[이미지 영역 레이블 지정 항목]
┌──
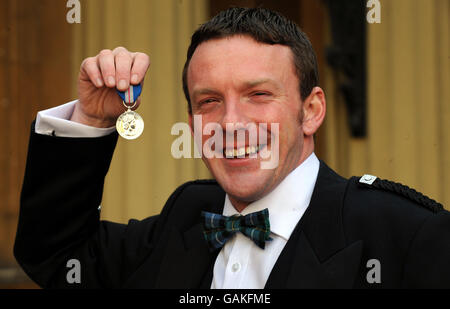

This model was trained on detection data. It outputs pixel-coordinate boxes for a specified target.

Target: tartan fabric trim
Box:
[201,208,272,250]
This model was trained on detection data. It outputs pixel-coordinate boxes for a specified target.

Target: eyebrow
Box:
[244,78,278,88]
[192,78,279,97]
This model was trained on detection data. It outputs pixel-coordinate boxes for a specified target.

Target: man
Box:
[14,8,450,288]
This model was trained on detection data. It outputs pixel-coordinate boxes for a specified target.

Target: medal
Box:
[116,85,144,139]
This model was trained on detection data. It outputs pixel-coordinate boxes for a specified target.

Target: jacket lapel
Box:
[155,223,218,289]
[266,161,363,288]
[155,186,225,289]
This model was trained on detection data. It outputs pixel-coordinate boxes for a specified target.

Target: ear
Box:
[189,113,194,136]
[302,87,327,136]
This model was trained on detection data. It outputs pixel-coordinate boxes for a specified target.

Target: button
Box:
[231,263,241,273]
[359,174,377,185]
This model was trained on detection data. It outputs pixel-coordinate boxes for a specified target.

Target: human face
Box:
[187,35,306,211]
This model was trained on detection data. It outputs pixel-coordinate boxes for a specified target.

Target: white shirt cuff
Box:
[35,100,115,137]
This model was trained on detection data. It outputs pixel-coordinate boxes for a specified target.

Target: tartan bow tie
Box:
[201,208,272,251]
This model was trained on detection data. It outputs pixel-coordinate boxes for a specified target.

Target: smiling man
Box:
[14,8,450,288]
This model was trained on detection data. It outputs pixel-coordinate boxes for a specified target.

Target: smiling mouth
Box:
[223,145,266,159]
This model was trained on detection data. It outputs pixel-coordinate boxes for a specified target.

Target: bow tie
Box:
[201,208,272,250]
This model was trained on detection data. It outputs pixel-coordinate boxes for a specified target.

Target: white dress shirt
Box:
[34,100,116,137]
[35,101,320,289]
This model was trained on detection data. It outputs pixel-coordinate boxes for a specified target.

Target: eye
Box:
[200,99,217,104]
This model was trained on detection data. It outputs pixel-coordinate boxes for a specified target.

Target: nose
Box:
[221,96,249,130]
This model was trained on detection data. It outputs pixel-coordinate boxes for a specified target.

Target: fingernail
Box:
[119,79,127,89]
[95,78,103,87]
[108,76,116,86]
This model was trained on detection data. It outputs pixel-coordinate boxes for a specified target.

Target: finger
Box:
[81,57,103,88]
[97,49,116,88]
[114,48,133,91]
[131,53,150,85]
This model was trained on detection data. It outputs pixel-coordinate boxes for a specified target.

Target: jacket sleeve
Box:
[404,210,450,289]
[14,124,159,288]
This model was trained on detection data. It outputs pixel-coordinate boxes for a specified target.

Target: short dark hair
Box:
[183,7,319,114]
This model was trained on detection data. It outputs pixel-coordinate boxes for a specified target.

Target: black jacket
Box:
[14,128,450,288]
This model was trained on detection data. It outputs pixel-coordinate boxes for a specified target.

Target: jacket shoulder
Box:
[349,174,444,213]
[343,175,446,238]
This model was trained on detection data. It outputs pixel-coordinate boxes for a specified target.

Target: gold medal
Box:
[116,108,144,139]
[116,85,144,139]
└──
**과제 제시**:
위에 제시된 자료 전체를 한 글자도 바꾸지 말고 그대로 옮겨 쓰시오. 단, 사진은 답에서 빼시오.

**과제 풀이**:
This model was trained on detection data. It outputs pixel-coordinate boxes for a specified target.

Target: tartan fabric trim
Box:
[201,208,272,250]
This model was trained on detection data. It outputs pixel-coordinate boxes for a specified target.

Target: eyebrow
Box:
[244,78,278,88]
[192,78,279,97]
This model was trained on detection data. It outputs pixel-coordinate boxes for a specified target.

Target: man
Box:
[14,8,450,288]
This model was trained on detection data. It outputs pixel-coordinate boxes for a specified target.

Target: medal
Box:
[116,85,144,139]
This model was trained on detection data. It outputs pixel-coordinate boxes for a specified target.

Target: jacket lapel
Box:
[155,223,218,289]
[266,161,363,288]
[155,186,225,289]
This model was trained on detection data. It outputs pixel-coordinate boxes for a specified target.

Target: ear
Box:
[189,113,194,136]
[302,87,327,136]
This model was trained on detection data. It outputs pixel-coordinate boxes for a specified target.

Target: button
Box:
[231,263,241,273]
[359,174,377,185]
This model was trained on detection data. It outputs pixel-coordinate boxes for a specified target.

Target: human face
Box:
[187,35,306,211]
This model was trained on detection data. It outputs pixel-coordinate boxes for a specified target.

Target: white shirt cuff
Box:
[35,100,115,137]
This model was trained on detection data. It outputs pixel-coordinate boxes for a specified target.

Target: tartan bow tie
Box:
[201,208,272,251]
This model was trained on detection data. It outputs pixel-coordinate boxes for a specified target.

Target: smiling man
Box:
[14,8,450,288]
This model was trained on detection data. It outputs pixel-coordinate boxes for a specified target.

Target: smiling mouth
Box:
[223,145,266,159]
This model was trained on detection data. It outputs pixel-coordinate boxes for a specified target.

Target: bow tie
Box:
[201,208,272,250]
This model was trained on detection data. It outputs pixel-coordinate boxes for a specified target.

Target: white dress shirt
Box:
[34,100,116,137]
[35,101,320,289]
This model was trained on detection data. It outputs pixel-coordinate boxes for a specified target.

Target: eye
Box:
[200,99,217,104]
This model was trained on detection data. It outputs pixel-coordinate boxes for a specified target.

Target: nose
Box:
[221,96,249,130]
This model was trained on detection data. It outputs pixel-coordinate boxes for a specified target.

Target: fingernail
Box:
[119,79,127,89]
[95,78,103,87]
[108,76,116,86]
This model was trained on detection data. It outputs pixel-coordinate boxes for a specified target.

Target: finger
Box:
[81,57,103,88]
[97,49,116,88]
[114,48,133,91]
[131,53,150,85]
This model was trained on detection data. It outputs pixel-coordinate boxes for a specified target.

Target: jacket sleeve
Box:
[404,210,450,289]
[14,124,159,288]
This model was trained on detection data. It outputs pixel-coordinate boxes for a specified target.

Target: short dark hair
Box:
[183,7,319,114]
This model was trained on detection data. It outputs pixel-coordinate boxes for a specified target.

Target: black jacket
Box:
[14,128,450,288]
This model was trained on detection data. It outputs pixel-coordinate boxes for a specified target.

Target: jacket shoulder
Box:
[349,174,444,213]
[343,175,446,238]
This model was trained on detection data. It outputs pixel-coordinate boxes for a specified target.

Target: gold medal
Box:
[116,108,144,139]
[116,85,144,139]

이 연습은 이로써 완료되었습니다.